> **The problem**: Output nothing but the lines from the line with "Task: place a pin on each instance of the interior" through the end of the listing below, both ends included.

> **Dataset rows**:
* BEGIN *
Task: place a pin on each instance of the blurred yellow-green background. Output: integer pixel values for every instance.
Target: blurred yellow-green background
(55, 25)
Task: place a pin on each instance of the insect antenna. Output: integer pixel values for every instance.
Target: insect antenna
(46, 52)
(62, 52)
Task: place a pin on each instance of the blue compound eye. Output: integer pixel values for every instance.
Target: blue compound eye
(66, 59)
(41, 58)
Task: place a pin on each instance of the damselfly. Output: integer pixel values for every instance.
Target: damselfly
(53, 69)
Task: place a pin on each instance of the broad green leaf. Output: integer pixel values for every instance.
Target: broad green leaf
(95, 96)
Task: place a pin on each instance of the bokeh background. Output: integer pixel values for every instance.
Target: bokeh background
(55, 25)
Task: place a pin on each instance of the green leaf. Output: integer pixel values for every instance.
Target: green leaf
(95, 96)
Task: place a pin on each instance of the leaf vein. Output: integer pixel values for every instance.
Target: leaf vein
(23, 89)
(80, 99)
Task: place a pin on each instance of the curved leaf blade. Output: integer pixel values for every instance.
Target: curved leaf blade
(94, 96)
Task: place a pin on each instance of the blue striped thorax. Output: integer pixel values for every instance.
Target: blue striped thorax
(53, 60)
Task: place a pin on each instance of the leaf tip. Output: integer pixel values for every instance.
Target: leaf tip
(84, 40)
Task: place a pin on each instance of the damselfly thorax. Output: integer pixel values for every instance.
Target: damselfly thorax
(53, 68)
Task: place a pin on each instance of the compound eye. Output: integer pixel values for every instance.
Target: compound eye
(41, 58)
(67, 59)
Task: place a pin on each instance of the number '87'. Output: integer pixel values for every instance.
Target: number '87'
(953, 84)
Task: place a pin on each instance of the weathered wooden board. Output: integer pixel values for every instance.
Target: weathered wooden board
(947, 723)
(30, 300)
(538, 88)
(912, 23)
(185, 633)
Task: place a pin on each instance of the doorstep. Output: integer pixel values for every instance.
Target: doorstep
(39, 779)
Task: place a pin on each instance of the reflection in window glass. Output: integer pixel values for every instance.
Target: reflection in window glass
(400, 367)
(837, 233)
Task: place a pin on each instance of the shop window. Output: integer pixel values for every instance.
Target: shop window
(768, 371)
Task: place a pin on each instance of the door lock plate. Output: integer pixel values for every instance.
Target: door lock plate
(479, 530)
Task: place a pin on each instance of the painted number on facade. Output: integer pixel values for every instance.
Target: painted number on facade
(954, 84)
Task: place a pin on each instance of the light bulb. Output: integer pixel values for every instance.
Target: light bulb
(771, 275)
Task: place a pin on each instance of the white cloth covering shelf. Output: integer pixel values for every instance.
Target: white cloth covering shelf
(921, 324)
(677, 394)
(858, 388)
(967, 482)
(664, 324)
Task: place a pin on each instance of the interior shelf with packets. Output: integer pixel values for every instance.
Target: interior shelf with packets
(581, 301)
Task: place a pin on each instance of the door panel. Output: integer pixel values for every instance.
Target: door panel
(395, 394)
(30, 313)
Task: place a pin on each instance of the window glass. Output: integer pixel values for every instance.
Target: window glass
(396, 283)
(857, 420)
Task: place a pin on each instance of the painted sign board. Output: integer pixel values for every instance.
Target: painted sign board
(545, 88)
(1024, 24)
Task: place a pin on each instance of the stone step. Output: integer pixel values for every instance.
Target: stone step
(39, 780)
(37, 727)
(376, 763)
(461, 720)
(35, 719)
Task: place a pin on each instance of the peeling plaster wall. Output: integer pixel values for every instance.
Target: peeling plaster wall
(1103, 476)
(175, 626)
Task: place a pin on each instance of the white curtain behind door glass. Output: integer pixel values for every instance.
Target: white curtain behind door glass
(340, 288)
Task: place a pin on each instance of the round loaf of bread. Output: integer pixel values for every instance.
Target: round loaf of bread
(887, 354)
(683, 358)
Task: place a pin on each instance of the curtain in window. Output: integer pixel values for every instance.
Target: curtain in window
* END *
> **Output for this task**:
Task: place a pin on each instance of the interior shelf with packets. Output: integer pixel values for every instance.
Target: interior shelf with packets
(581, 301)
Task: place a pin on each instance of the door panel. Output: integer pixel values for every instance.
Target: door panel
(395, 394)
(30, 313)
Task: place a pin on each instance of the window glass. Output: integer pixel values for every instance.
Target: window glass
(396, 283)
(857, 420)
Task: place a pin on each instance of the painted sign board. Output: integer pixel values for every instance.
Target: painted sign board
(545, 88)
(1024, 24)
Task: place a pin on each instance of the stone step. Output: integer pixel values for every instance.
Target: stone step
(39, 780)
(37, 727)
(376, 763)
(461, 720)
(35, 719)
Task: place a pin on each instance of the peeling plaster wall. Output: integer pixel values for every instance.
Target: peeling plaster wall
(1103, 476)
(175, 626)
Task: place a pin on each instance of the white curtain behind door glass. Output: integer pixel values for every instance.
Target: white curtain behind door glass
(340, 288)
Task: place a pin on each instance of the round loaf of bread. Output: integer pixel values for every instance.
Target: round loaf of bread
(887, 354)
(683, 358)
Task: place a pin on each instance of the curtain in window. Output: integer pixel values for every instance.
Target: curtain in window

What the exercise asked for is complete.